>> Start Records

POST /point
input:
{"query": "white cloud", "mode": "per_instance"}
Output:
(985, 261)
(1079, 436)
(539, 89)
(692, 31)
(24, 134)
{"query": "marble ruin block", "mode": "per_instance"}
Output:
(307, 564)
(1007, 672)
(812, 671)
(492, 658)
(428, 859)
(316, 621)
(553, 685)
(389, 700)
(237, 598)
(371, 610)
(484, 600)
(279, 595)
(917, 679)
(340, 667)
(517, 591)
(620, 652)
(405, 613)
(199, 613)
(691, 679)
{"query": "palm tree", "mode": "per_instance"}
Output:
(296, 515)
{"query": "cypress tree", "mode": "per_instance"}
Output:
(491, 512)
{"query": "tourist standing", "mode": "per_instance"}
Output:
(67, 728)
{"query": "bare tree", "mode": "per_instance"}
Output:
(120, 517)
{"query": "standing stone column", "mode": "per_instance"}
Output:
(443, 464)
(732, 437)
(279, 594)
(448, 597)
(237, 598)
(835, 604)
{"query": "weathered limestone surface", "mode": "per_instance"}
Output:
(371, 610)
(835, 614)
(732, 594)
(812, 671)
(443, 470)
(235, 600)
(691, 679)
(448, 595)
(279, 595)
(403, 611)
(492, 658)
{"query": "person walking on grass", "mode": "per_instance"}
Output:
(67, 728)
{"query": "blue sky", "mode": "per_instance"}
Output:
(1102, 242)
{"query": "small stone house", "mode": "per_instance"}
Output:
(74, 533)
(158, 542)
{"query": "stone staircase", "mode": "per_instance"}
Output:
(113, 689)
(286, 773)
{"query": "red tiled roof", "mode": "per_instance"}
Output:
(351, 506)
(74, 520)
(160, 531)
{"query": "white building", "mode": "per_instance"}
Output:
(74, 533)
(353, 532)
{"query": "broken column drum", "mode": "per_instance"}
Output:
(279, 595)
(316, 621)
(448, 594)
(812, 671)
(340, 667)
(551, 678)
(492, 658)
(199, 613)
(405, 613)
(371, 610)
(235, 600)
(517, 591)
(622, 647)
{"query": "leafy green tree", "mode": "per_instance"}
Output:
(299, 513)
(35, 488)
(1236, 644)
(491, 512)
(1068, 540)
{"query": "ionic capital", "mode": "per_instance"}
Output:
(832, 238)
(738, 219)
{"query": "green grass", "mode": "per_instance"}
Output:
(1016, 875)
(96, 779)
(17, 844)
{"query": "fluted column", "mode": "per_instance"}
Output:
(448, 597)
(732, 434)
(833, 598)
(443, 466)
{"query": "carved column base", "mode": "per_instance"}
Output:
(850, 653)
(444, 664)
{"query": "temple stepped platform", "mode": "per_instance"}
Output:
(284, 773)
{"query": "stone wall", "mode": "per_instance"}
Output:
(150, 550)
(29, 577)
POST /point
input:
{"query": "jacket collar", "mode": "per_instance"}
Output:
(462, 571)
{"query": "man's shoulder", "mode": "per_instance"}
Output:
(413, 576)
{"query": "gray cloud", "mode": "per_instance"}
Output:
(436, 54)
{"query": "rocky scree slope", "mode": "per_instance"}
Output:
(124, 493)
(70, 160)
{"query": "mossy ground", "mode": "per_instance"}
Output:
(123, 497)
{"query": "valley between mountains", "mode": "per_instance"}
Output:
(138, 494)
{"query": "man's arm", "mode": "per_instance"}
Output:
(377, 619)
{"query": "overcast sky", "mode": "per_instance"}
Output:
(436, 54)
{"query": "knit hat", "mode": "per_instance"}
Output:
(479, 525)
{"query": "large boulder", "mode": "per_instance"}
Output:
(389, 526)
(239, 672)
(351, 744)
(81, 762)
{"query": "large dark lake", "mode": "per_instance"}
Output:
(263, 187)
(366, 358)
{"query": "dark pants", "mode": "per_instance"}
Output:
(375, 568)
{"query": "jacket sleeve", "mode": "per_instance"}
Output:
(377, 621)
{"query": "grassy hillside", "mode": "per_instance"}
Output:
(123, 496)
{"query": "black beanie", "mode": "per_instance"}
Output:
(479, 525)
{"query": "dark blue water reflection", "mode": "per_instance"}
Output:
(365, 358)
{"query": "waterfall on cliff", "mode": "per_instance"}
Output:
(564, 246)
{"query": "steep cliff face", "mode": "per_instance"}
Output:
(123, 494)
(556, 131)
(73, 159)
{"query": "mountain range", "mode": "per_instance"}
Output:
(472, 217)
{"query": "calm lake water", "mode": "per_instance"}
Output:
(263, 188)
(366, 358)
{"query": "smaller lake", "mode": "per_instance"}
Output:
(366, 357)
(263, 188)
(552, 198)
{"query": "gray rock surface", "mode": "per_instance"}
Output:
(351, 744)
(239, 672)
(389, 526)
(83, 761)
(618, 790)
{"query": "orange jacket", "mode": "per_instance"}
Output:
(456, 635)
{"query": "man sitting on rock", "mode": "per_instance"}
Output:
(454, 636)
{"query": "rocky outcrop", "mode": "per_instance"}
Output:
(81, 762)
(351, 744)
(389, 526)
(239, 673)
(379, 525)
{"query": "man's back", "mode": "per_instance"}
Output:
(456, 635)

>> End Records

Written problem: Gather every line of the records that contains the string "jacket", matching case exactly.

Output of the exercise:
{"query": "jacket collar", "mode": "per_instance"}
{"query": "jacket sleeve", "mode": "per_instance"}
{"query": "orange jacket", "mode": "per_instance"}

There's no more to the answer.